- [Page excerpt]:
Tory peer who helped set up Universal Credit calls for benefits boost

Universal Credit (Yui Mok/PA)

(Picture: PA Wire)

A Conservative peer who helped set up universal credit has urged the government to increase benefits in a bid to ease the cost-of-living crisis for the hardest hit families.

Baroness Philippa Stroud has also called for the £20 uplift to be restored having previously warned that its removal would plunge thousands into poverty.

The increase in the UK’s main welfare benefit was removed last October, leaving 4.4 million households facing a £1,000 fall in their annual income.

Despite a sharp rise in the cost of energy bills and food prices, ministers have rejected repeated calls to make the uplift – introduced at the start of the Covid-19 pandemic – permanent.

“We’re sitting on a cost-of-living crisis, we have the opportunity to intervene, we have done so in the past under difficult situations when it affected everybody,” Lady Stroud told the Independent.

“But if governments have a responsibility to do anything it is to act on behalf of vulnerable people. This is a moment to do that”.

Lady Stroud, who is the CEO of the Legatum Institute think-tank, added: “I just genuinely think the benefits should be uprated in line with the current inflation — they should be brought forward.

“That would be entirely possibly to do. The defence has been made that it can’t be done immediately. I have spoken with DWP officials, who’ve said universal credit can be done immediately.

“I know the legacy benefits are much harder to do,” she added. “You could do a one-off payment for the equivalent value for those on legacy”.

She warned that the poorest households will have to start making “difficult choices” if immediate action is not taken.

Research by the think-tank the Legatum Institute found that removal of the uplift will push 840,000 people into poverty, 290,000 of which are children.

It comes after inflation climbed to its highest rate in 40-years amid surging energy bills.

Figures from the Office for National Statistics show inflation hit 9 per cent in April, the highest level since 1982.

Inflation accelerated from March’s figure of 7%, driven by last month’s rise in the energy price cap. The cap on maximum bills jumped by £693 to £1,971 in April.

The ONS said the biggest factor driving up inflation last month was the cost of heating homes, followed by the rising cost of petrol and second hand cars.

Heating bills have surged due to the war in Ukraine, which has disrupted oil and gas supplies from Russia and prompted an international embargo on fuels exported from Russia.

- [Provided records]:
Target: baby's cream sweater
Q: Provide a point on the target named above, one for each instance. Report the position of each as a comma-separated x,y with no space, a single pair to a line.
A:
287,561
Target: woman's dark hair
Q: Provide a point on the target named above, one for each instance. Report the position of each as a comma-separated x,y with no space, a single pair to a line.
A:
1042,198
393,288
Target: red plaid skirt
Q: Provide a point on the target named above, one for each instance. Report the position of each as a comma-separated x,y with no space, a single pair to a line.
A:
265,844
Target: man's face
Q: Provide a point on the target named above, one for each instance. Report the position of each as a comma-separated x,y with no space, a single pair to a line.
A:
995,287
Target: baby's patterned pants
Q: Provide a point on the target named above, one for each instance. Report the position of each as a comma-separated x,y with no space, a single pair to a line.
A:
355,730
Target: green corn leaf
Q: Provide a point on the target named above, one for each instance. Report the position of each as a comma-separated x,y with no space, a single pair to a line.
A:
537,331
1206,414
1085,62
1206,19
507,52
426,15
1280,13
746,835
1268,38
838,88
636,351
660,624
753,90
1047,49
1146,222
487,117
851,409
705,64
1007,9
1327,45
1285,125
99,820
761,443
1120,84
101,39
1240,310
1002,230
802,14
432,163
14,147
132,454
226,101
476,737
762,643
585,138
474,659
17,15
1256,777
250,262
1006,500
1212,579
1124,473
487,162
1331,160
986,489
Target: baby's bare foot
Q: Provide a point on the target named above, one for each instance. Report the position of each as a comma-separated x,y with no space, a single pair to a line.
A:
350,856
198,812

* * *

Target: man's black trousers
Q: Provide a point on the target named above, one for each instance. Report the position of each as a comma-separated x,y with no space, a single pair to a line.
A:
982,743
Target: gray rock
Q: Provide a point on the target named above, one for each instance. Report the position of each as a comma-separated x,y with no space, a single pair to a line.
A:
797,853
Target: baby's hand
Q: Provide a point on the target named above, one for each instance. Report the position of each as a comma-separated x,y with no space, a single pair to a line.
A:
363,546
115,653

--

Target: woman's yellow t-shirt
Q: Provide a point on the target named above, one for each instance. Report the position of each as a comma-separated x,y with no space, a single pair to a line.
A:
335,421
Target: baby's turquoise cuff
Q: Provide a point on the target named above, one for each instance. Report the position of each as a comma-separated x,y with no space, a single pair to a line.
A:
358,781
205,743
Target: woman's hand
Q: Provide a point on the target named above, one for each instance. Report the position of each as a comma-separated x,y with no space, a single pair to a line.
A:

- [How to complete this task]:
From the article above on Universal Credit, set down the passage that begins at the words "Tory peer who" and stops after "pandemic – permanent.", reproducing every word and mark.

- [Problem solution]:
Tory peer who helped set up Universal Credit calls for benefits boost

Universal Credit (Yui Mok/PA)

(Picture: PA Wire)

A Conservative peer who helped set up universal credit has urged the government to increase benefits in a bid to ease the cost-of-living crisis for the hardest hit families.

Baroness Philippa Stroud has also called for the £20 uplift to be restored having previously warned that its removal would plunge thousands into poverty.

The increase in the UK’s main welfare benefit was removed last October, leaving 4.4 million households facing a £1,000 fall in their annual income.

Despite a sharp rise in the cost of energy bills and food prices, ministers have rejected repeated calls to make the uplift – introduced at the start of the Covid-19 pandemic – permanent.